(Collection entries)
— Start —
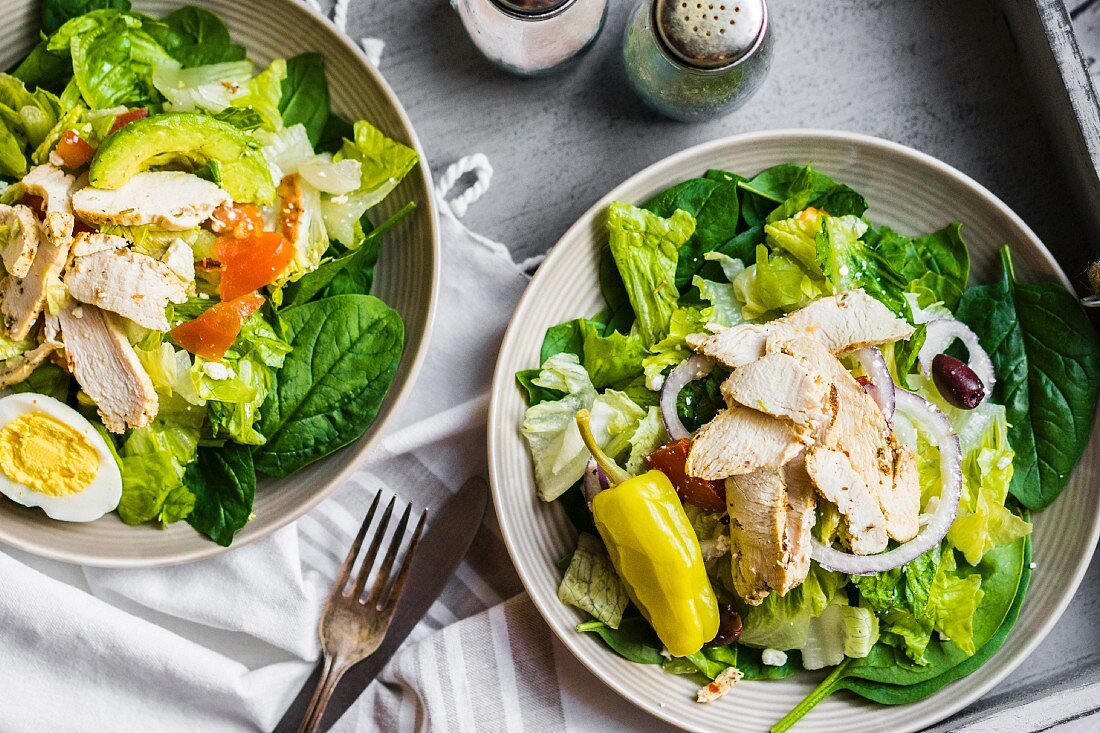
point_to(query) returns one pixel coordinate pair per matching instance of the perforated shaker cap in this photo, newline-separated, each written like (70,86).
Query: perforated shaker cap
(711,34)
(531,9)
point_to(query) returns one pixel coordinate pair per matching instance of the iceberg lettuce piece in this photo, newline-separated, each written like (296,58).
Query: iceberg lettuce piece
(645,248)
(550,427)
(383,163)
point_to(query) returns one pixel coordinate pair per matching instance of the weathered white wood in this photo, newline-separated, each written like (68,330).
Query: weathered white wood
(941,76)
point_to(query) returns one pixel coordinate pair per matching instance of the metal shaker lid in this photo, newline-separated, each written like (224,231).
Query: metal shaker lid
(531,8)
(711,34)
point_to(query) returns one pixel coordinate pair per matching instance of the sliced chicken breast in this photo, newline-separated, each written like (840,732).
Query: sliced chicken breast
(131,284)
(106,367)
(770,520)
(171,199)
(22,298)
(778,384)
(53,186)
(861,433)
(847,321)
(13,371)
(740,440)
(838,482)
(22,232)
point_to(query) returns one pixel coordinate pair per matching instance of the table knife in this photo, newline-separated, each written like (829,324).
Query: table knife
(451,529)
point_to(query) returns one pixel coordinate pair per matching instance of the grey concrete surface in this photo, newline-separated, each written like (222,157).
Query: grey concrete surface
(936,75)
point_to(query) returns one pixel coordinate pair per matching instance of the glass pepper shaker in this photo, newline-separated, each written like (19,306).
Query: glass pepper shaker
(692,59)
(531,37)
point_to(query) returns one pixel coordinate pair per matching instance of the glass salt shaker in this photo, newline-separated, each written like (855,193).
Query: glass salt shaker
(692,59)
(531,37)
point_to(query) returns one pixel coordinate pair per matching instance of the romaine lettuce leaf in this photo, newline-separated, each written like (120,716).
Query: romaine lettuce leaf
(645,249)
(592,584)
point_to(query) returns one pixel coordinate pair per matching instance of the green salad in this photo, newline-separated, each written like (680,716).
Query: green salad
(188,249)
(795,439)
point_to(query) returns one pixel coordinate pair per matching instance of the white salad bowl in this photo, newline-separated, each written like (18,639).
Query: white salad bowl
(906,190)
(406,279)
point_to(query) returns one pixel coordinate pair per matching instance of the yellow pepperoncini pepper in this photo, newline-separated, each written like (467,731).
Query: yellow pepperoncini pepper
(655,551)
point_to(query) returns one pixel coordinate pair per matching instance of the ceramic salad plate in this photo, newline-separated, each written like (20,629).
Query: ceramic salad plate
(125,94)
(902,190)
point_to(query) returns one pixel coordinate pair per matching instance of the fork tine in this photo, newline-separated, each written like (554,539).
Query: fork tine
(395,590)
(350,560)
(372,551)
(387,562)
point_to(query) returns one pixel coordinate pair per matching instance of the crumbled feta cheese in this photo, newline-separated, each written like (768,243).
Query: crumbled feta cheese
(216,370)
(722,684)
(773,657)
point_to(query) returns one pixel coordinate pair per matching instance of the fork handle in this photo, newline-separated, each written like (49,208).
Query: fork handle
(331,671)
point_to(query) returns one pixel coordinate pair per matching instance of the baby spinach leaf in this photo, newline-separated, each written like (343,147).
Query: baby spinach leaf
(56,12)
(306,95)
(352,273)
(199,37)
(223,482)
(634,639)
(1047,361)
(887,674)
(345,351)
(715,205)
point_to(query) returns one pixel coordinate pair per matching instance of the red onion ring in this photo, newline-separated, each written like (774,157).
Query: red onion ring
(595,481)
(694,368)
(938,336)
(881,387)
(936,425)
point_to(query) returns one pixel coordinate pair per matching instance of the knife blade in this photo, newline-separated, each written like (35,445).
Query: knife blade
(450,532)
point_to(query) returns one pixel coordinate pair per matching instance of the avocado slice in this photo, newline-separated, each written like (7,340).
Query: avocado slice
(189,141)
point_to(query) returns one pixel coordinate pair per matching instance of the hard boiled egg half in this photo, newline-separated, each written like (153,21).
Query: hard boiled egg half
(53,458)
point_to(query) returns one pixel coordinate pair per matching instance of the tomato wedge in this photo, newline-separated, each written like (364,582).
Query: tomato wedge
(249,264)
(74,150)
(670,460)
(213,331)
(127,118)
(238,220)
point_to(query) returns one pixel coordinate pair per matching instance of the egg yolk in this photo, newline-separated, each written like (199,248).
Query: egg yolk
(46,456)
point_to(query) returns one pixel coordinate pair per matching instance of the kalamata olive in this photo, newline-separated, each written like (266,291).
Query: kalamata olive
(957,382)
(729,625)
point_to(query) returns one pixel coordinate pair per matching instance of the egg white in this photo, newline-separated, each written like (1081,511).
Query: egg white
(101,495)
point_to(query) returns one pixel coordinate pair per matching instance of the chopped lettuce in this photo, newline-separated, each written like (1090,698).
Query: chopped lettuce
(777,283)
(153,460)
(782,622)
(550,427)
(673,348)
(645,248)
(592,584)
(383,163)
(210,88)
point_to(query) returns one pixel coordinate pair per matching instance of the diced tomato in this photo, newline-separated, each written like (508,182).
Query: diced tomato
(238,220)
(74,150)
(213,331)
(670,460)
(249,264)
(127,118)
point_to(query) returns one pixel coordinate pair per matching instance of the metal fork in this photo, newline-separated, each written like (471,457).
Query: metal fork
(352,627)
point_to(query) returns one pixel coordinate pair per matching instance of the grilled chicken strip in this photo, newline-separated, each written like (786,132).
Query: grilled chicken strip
(105,364)
(124,282)
(771,514)
(171,199)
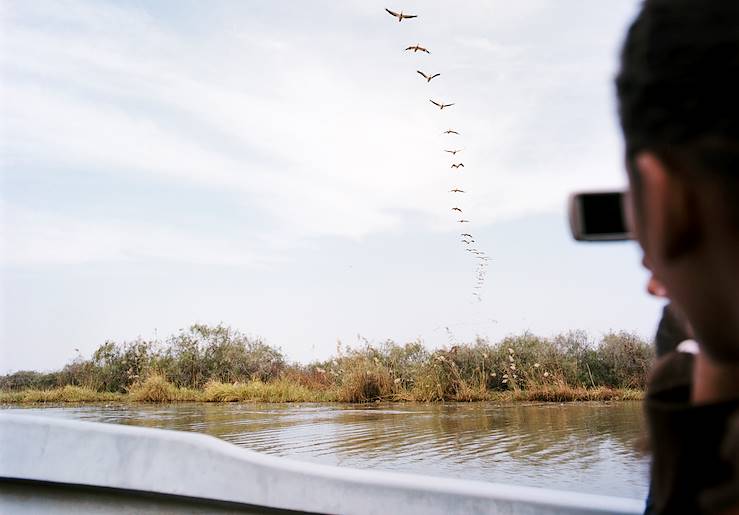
— End —
> Goal: Copy word for word the lines starting with the one that contains "written like (199,248)." and running through the last line, leaving the pictures out.

> Answer:
point_to(query) returns one pixel coordinate pair per matching instance of the egg yolk in this photo, newline-separated, each written like (199,248).
Query: egg yolk
(46,456)
point_to(query) returns one pixel coordinate pair per matching instance of the kalamata olive in this photo, newline-separated, each written like (266,291).
Query: kalamata olive
(957,382)
(729,625)
point_to(query) returns one pixel coordinate pair per matching instance of the egg white in this photo, newline-separated, each written like (1081,511).
Query: egg white
(101,495)
point_to(query) returns one pixel coordinate pair per matching instance of the chopped lettuce in this photo, newline-separated, each written like (1090,698).
Query: chopped lettuce
(777,283)
(153,460)
(782,622)
(550,427)
(673,348)
(645,248)
(592,584)
(383,163)
(210,88)
point_to(query) returns one pixel coordinate pair per matching instance of the diced tomato in this photo, newline-separated, each written like (508,182).
Query: diced tomato
(238,220)
(74,150)
(213,331)
(670,460)
(249,264)
(127,118)
point_to(query) returns one pixel coordinate pair per matching instance of the metal fork in this photo, newline-separated, each written like (471,457).
Query: metal fork
(352,627)
point_to(query) returns one pixel coordinate pair per matching instance of the grilled chicken strip in this photo, newline-separated, each written like (786,132).
Query: grilled chicken strip
(105,364)
(124,282)
(771,514)
(171,199)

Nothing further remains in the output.